§ **GIVEN REQUEST**
On the sermon page, list every item John is said to wear or eat.

##### DOCUMENT SEGMENT

Blog / Book of the Month / Sermon / Pr. Ted A. Giese / Baptism of Our Lord - Season of Epiphany / Sunday January 7th 2018 - / Mark 1: 4 - 11 / "From the River to you."

Sermon / Pr. Ted A. Giese / Baptism of Our Lord - Season of Epiphany / Sunday January 7th 2018 - / Mark 1: 4 - 11 / "From the River to you."

Sermon / Pr. Ted A. Giese / Baptism of Our Lord - Season of Epiphany / Sunday January 7th 2018 - / Mark 1: 4 - 11 / "From the River to you."

Mount Olive Lutheran Church / Pr. Ted A. Giese / Sunday January 7th 2018: Baptism of Our Lord - Season of Epiphany / Mark 1:4–11 "From the River to you"

John appeared, baptizing in the wilderness and proclaiming a baptism of repentance for the forgiveness of sins. And all the country of Judea and all Jerusalem were going out to him and were being baptized by him in the river Jordan, confessing their sins. Now John was clothed with camel's hair and wore a leather belt around his waist and ate locusts and wild honey. And he preached, saying, “After me comes He who is mightier than I, the strap of whose sandals I am not worthy to stoop down and untie. I have baptized you with water, but He will baptize you with the Holy Spirit.”

In those days Jesus came from Nazareth of Galilee and was baptized by John in the Jordan. And when He came up out of the water, immediately he saw the heavens being torn open and the Spirit descending on Him like a dove. And a voice came from heaven, “You are My beloved Son; with You I am well pleased.”

##########
##### RECORD EXCERPTS

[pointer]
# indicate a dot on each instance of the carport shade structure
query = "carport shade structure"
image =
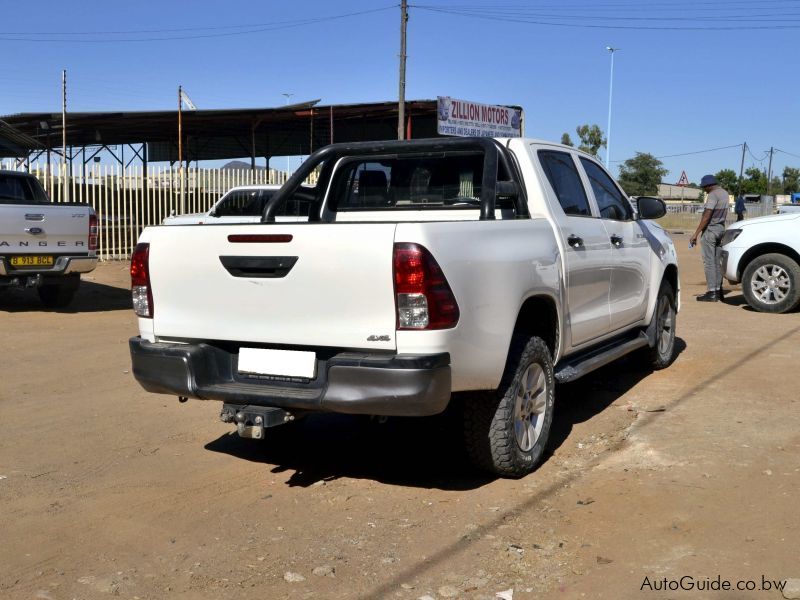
(14, 143)
(293, 130)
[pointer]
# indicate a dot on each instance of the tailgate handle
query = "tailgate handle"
(258, 266)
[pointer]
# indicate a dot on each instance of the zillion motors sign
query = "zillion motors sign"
(470, 119)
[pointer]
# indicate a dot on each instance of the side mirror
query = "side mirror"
(650, 208)
(507, 189)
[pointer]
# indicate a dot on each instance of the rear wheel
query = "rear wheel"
(507, 431)
(771, 283)
(59, 295)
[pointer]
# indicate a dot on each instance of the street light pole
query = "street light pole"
(610, 94)
(287, 96)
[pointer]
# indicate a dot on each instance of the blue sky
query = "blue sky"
(675, 91)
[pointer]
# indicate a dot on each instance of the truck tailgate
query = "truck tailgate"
(43, 228)
(305, 285)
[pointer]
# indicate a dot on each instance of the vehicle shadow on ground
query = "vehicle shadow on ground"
(580, 400)
(740, 301)
(424, 453)
(91, 297)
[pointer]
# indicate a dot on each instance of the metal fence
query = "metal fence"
(128, 200)
(686, 216)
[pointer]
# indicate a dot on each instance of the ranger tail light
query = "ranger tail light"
(140, 282)
(423, 297)
(93, 232)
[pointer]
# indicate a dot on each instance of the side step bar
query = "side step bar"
(572, 368)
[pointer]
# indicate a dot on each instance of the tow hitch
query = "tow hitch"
(252, 421)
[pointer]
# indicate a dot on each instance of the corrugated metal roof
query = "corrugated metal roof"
(292, 130)
(14, 143)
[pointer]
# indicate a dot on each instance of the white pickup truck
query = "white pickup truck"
(43, 245)
(472, 269)
(764, 255)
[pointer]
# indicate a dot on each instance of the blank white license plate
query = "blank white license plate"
(286, 363)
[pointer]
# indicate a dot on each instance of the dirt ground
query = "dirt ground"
(106, 490)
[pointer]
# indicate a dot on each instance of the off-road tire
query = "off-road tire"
(777, 267)
(492, 421)
(58, 295)
(661, 355)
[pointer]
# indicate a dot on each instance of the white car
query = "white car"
(485, 268)
(764, 254)
(242, 204)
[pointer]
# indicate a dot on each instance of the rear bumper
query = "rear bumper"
(347, 382)
(63, 265)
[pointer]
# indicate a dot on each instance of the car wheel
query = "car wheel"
(662, 353)
(506, 431)
(771, 283)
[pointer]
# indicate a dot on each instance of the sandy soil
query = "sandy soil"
(106, 490)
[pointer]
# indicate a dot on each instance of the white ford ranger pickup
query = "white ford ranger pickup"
(764, 255)
(473, 270)
(43, 245)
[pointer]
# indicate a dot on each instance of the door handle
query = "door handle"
(575, 241)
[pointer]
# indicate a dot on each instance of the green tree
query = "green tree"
(591, 138)
(640, 175)
(791, 180)
(728, 179)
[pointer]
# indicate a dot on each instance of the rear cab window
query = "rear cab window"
(562, 173)
(21, 189)
(611, 202)
(451, 181)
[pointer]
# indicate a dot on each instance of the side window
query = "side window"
(563, 176)
(610, 201)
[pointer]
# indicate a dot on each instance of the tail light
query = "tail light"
(140, 281)
(423, 297)
(93, 232)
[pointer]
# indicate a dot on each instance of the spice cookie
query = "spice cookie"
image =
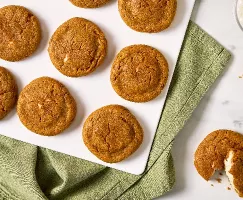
(212, 151)
(20, 33)
(146, 15)
(234, 170)
(89, 3)
(139, 73)
(112, 133)
(8, 92)
(77, 47)
(46, 107)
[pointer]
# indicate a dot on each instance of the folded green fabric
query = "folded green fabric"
(32, 173)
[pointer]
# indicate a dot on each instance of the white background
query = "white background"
(222, 107)
(95, 90)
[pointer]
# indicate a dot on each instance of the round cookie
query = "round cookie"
(89, 3)
(139, 73)
(146, 15)
(46, 107)
(8, 92)
(20, 33)
(77, 47)
(212, 151)
(112, 133)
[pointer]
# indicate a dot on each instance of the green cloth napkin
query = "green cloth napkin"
(32, 173)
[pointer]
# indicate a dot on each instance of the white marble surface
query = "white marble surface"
(221, 108)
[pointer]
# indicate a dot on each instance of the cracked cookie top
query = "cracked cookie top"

##########

§ **TASK SOLUTION**
- camel's hair
- a leather belt
- locusts
- wild honey